***** PASSAGE *****

Blitstein keeps talking about hypocrisy, but the only hypocrisy he can identify occurred among politicians and champions of greater and greater scope for government involvement in the marketplace. Friedman and other supporters of the free market, such as Ludwig von Mises, F.A. Hayek, James Buchanan and even Alan Greenspan — who has always supported the free market but was willing to try to work with the politically more palatable mixed economy — never endorsed big government.
All the free-market advocates I have run across over my 45 years of interest in political economy have been severely critical of the provisions of the welfare state and the impossible mixture of capitalism and socialism. They have repeatedly warned about what will happen in time if this kind of public policy is continued.
Of course, there are ways to postpone the inevitable, mostly by printing money and placing the burden of the nation’s debt on yet unborn future generations (who are not here to protest and to vote their interest). But in time one simply cannot get blood out of a turnip.
Politicians, of course, keep promising they will do just that because that is how they gain office, by fooling their constituents into thinking they are magicians.
With more and more government involvement, which produces worse and worse public policies and economic consequences, the politicians and their cheerleaders simply postpone the fiasco we are now experiencing. Sadly, most voters keep thinking these politicians can perform miracles just by wishing to do so.
People such as Blitstein are the ones mostly responsible for Americans failure to learn economic realities. But they will not fess up to this, not unless they are repeatedly called on their intellectual misconduct.

*****

_WRITTEN PROBLEM_: Reproduce the passage on free-market advocates word for word, from "People such as" to "their intellectual misconduct.".

***** DATASET *****

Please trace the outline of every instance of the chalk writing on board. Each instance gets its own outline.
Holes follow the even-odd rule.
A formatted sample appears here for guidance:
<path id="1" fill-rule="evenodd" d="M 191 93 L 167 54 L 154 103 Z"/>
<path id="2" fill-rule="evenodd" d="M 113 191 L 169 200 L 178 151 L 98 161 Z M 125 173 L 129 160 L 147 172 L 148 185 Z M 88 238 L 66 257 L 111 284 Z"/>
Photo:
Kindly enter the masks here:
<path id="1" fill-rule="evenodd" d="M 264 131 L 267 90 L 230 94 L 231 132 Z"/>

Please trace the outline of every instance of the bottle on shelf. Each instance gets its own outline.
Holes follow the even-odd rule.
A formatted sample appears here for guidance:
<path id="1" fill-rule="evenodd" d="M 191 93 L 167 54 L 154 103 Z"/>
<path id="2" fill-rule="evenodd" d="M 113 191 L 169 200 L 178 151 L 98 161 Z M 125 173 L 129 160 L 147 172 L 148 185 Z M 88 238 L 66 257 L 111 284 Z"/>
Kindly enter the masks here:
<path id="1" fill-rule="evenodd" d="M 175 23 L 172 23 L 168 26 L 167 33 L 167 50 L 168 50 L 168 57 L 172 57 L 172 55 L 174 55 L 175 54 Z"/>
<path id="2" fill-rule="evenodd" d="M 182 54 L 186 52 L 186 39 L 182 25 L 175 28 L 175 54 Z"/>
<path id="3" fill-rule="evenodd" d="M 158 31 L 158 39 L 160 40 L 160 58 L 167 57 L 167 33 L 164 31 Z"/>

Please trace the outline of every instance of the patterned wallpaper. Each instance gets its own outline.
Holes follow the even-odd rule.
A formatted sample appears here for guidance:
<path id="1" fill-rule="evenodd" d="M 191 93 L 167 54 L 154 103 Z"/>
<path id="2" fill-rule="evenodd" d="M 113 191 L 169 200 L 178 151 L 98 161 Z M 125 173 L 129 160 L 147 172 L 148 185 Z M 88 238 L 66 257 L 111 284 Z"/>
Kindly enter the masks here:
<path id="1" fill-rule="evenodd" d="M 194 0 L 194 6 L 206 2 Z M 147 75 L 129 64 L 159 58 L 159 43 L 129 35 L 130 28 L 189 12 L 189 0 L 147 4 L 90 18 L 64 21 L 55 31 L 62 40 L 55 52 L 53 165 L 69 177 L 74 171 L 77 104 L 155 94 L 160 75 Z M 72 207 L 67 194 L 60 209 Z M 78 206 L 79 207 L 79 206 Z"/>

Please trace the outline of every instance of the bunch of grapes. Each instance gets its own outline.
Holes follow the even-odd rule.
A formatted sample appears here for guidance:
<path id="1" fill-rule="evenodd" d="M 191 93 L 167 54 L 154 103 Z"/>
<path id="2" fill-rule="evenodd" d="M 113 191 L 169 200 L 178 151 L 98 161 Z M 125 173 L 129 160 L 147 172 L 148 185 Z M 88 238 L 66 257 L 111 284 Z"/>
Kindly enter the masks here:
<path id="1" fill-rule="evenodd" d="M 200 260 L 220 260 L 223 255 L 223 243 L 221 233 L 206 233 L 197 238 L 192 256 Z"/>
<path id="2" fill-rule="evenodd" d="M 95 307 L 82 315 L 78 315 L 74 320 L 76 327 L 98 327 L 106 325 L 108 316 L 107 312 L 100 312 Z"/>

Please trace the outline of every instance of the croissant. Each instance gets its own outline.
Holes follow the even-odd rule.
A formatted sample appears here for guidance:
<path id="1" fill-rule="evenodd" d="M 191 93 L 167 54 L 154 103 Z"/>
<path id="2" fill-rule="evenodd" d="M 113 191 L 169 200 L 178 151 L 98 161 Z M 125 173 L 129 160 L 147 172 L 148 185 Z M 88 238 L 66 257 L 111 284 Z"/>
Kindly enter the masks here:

*****
***** DATASET *****

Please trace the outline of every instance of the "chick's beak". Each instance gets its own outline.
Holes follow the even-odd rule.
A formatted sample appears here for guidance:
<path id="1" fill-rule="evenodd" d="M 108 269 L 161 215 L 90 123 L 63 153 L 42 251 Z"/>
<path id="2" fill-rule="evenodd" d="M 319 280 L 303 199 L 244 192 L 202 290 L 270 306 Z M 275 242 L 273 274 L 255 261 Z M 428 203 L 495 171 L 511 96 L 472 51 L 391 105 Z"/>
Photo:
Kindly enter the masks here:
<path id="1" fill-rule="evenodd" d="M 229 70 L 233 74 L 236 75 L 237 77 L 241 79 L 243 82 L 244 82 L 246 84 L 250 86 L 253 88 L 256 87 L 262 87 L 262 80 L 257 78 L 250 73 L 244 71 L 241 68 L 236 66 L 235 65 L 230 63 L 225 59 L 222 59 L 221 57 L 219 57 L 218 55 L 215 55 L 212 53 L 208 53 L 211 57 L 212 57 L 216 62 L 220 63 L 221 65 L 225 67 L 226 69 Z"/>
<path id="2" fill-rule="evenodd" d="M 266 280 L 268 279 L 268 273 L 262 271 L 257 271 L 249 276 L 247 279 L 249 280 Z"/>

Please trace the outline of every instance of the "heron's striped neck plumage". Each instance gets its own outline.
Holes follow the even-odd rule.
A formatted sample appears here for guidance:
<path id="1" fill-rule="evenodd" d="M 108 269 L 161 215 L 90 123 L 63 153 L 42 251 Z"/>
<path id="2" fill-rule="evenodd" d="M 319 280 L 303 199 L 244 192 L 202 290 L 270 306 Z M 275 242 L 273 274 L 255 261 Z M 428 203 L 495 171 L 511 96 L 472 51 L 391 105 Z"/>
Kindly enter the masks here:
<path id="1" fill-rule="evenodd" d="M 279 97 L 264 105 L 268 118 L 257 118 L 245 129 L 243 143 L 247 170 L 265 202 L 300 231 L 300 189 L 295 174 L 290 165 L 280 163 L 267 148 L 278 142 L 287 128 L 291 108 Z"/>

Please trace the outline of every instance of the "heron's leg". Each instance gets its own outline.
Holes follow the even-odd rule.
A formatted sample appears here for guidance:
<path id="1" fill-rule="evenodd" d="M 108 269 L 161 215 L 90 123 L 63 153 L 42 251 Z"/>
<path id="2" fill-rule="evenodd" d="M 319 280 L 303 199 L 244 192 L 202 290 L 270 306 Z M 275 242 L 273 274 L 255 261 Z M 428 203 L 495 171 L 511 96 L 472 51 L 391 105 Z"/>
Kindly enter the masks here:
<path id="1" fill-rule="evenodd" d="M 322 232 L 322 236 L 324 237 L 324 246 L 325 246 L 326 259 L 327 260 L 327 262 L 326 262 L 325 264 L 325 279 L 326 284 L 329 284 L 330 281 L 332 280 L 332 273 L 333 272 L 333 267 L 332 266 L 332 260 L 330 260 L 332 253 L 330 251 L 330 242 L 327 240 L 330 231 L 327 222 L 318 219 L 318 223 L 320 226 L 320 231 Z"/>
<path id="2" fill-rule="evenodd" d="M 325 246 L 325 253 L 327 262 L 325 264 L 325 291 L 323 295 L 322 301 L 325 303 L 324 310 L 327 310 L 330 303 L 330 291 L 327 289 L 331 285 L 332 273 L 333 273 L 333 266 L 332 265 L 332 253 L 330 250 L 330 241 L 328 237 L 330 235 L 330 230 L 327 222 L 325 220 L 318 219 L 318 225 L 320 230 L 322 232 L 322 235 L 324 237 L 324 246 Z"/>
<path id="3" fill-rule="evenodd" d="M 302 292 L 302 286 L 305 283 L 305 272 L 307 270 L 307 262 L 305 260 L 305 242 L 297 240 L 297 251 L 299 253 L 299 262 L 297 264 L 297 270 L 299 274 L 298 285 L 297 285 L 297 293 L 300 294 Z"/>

*****
***** DATASET *****

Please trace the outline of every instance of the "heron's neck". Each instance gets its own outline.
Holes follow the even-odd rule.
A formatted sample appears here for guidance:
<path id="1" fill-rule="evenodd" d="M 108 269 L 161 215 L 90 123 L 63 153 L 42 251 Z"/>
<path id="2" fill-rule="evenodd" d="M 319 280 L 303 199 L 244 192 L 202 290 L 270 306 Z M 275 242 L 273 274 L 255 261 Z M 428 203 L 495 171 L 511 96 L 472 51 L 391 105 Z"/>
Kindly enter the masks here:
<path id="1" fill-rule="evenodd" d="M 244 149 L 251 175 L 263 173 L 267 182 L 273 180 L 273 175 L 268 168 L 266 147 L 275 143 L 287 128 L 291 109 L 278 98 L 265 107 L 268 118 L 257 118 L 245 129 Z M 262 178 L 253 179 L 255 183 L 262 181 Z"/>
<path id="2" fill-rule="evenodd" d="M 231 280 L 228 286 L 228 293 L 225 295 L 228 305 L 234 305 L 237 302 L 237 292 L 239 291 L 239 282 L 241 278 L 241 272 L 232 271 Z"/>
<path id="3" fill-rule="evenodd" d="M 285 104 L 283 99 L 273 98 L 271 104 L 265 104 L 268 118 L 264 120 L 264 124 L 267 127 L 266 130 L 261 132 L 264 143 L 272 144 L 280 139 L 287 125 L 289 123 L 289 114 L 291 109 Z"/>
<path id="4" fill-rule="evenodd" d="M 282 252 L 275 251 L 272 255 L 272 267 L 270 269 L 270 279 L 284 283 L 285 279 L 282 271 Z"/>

*****

_PROBLEM SOLUTION_:
People such as Blitstein are the ones mostly responsible for Americans failure to learn economic realities. But they will not fess up to this, not unless they are repeatedly called on their intellectual misconduct.